## Document section
What is Input Tax Credit?

Input Tax Credit (ITC) is a crucial component of the GST framework that allows businesses to reduce their tax liability by claiming credit for the GST paid on inputs used in the production or supply of goods and services. Essentially, ITC ensures that the tax is only levied on the value addition at each stage of the supply chain, preventing the cascading effect of taxes.

Under the GST regime, a registered person can claim ITC on the GST paid for goods or services used for business purposes. The credit is available if the goods or services are used for taxable supplies, exports, or supplies to SEZ units or developers. To claim ITC, businesses must possess a valid tax invoice or debit note, and the supplier must have uploaded the details in their GST returns.

The benefit of ITC is not available for certain items, such as personal expenses, goods or services used for exempt supplies, and items specified under Section 17(5) of the CGST Act. Proper documentation and compliance with GST regulations are essential for claiming ITC. Businesses must file valid GST returns and ensure that all conditions for availing ITC are met.

Input Tax Credit (ITC) in Real Estate

In the real estate sector, ITC plays a significant role in reducing the overall cost of construction and enhancing profitability. Real estate developers can claim ITC on the GST paid for raw materials, input services, and capital goods used in construction projects. This includes items like cement, steel, construction equipment, and professional services.

## Information given
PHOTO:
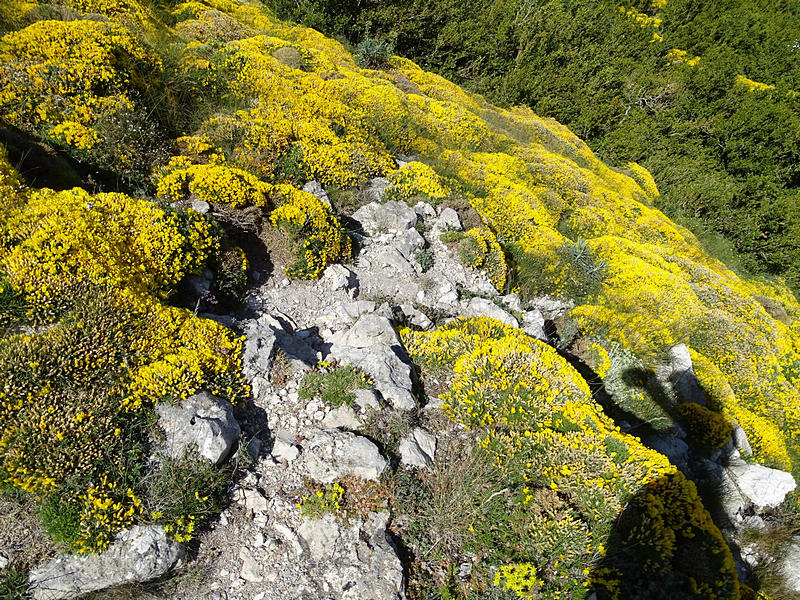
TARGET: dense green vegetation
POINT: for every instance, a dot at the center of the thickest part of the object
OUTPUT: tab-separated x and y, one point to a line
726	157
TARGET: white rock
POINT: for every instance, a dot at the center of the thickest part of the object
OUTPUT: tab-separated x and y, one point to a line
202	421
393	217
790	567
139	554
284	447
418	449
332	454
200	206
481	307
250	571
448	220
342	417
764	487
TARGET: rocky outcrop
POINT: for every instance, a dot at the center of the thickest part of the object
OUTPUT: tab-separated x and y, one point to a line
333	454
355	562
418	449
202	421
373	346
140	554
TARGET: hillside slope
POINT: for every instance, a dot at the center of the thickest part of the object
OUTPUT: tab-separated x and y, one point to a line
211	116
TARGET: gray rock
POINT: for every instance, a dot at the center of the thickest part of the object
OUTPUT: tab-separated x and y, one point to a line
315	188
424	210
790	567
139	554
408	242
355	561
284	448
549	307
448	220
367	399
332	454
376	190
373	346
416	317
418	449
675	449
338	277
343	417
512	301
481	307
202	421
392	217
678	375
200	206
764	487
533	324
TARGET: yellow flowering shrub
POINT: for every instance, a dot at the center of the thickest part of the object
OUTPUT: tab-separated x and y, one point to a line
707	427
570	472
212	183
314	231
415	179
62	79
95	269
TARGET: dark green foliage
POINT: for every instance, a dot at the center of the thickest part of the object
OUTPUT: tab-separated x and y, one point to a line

## What is asked
• a. Decide whether each statement agrees with the input tax credit text. Answer yes or no for each and quote the deciding words.
(i) ITC can be claimed on goods or services used for exempt supplies.
(ii) To claim ITC, the supplier must have uploaded the details in their GST returns.
(iii) Real estate developers can claim ITC on capital goods used in construction projects.
• b. According to the input tax credit text, which section of the CGST Act specifies items for which ITC is not available?
• c. Write out the passage of the input tax credit text from "Input Tax Credit (ITC) is" to "their GST returns.".

## Answers to the problems
• a.
(i) No: "The benefit of ITC is not available for certain items, such as personal expenses, goods or services used for exempt supplies"
(ii) Yes: "the supplier must have uploaded the details in their GST returns"
(iii) Yes: "Real estate developers can claim ITC on the GST paid for raw materials, input services, and capital goods used in construction projects"

• b. Section 17(5)

• c.
Input Tax Credit (ITC) is a crucial component of the GST framework that allows businesses to reduce their tax liability by claiming credit for the GST paid on inputs used in the production or supply of goods and services. Essentially, ITC ensures that the tax is only levied on the value addition at each stage of the supply chain, preventing the cascading effect of taxes.

Under the GST regime, a registered person can claim ITC on the GST paid for goods or services used for business purposes. The credit is available if the goods or services are used for taxable supplies, exports, or supplies to SEZ units or developers. To claim ITC, businesses must possess a valid tax invoice or debit note, and the supplier must have uploaded the details in their GST returns.